Stated task A = From the Rails temporary table thread, extract everything from "Since your question" down to "temp_tables AS select...')".
Stated task B = Name every programming language, framework, library, or database system mentioned in the Rails temporary table thread.
─── Page extract ───
Rails - Create and operate on a temporary table?

My background is in data science with R, but in my current position I'm pulling data through Rails and ActiveRecord. I want to perform transformations to my data and create new columns and save it in a temporary way that allows me to continue querying it like a regular table, but without actually making changes to the database.
In R, this might look something like:
new_table <- old_table[old_table$date >= '2020-01-01']
new_table$average <- mean(new_table$value)
I would take this new_table and perform any number of queries I could have done to the old_table, and once I close my app I expect this temporary table to be removed as well.
This particular transformation is simple and wouldn't require a new table, but for example, there are a number of tables I'd like to join with my new_table. It would be easier if I could perform my transformations once and then join it, rather than joining the old_table and performing the transformation each time.
Since your question is vague I'll give a general answer that might not fit your use but it's a best guess at this point. There are numerous ways to use the DB connection in Rails to query directly, as referenced in the link in my comments above. But as an experiment I wanted to see if this would work and it does, at least with a project that is using Postgres. I wanted it to be DB agnostic so I'm avoiding calling the DB connection directly...
First create a temporary class in the Rails console:
rails c
Loading development environment (Rails...
class MyTempTable < ActiveRecord::Base
end
=> nil
EDIT:
In addition to the method below, you can also do this to create the table:
MyTempTable.find_by_sql('create temp table temp_tables AS select...')
─── Recorded information ───
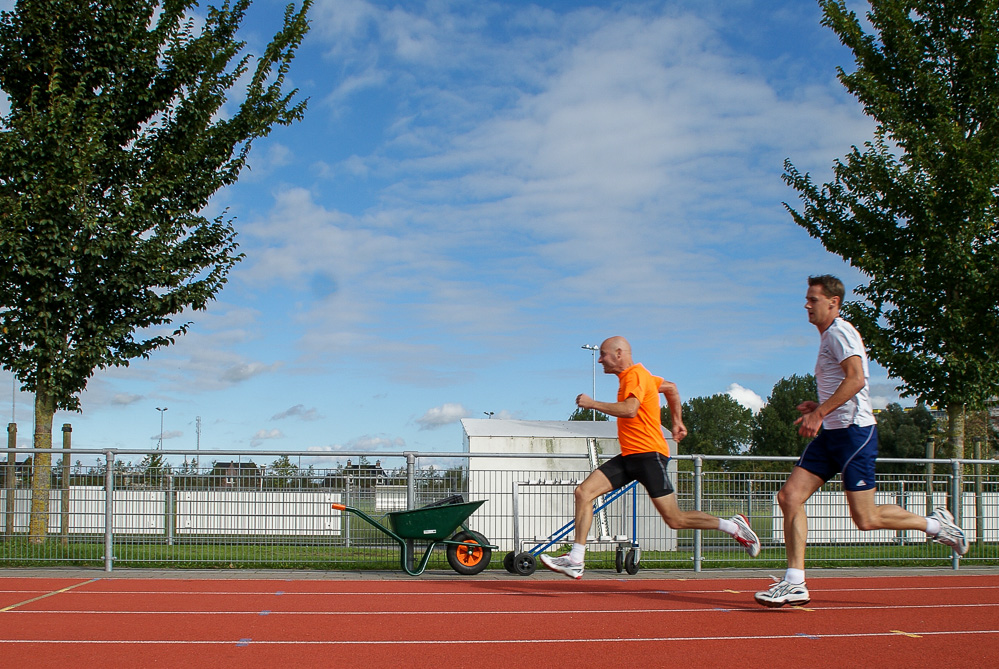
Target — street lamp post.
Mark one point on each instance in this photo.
(593, 352)
(162, 411)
───
Exercise result A =
Since your question is vague I'll give a general answer that might not fit your use but it's a best guess at this point. There are numerous ways to use the DB connection in Rails to query directly, as referenced in the link in my comments above. But as an experiment I wanted to see if this would work and it does, at least with a project that is using Postgres. I wanted it to be DB agnostic so I'm avoiding calling the DB connection directly...
First create a temporary class in the Rails console:
rails c
Loading development environment (Rails...
class MyTempTable < ActiveRecord::Base
end
=> nil
EDIT:
In addition to the method below, you can also do this to create the table:
MyTempTable.find_by_sql('create temp table temp_tables AS select...')

Exercise result B =
R
Rails
ActiveRecord
Postgres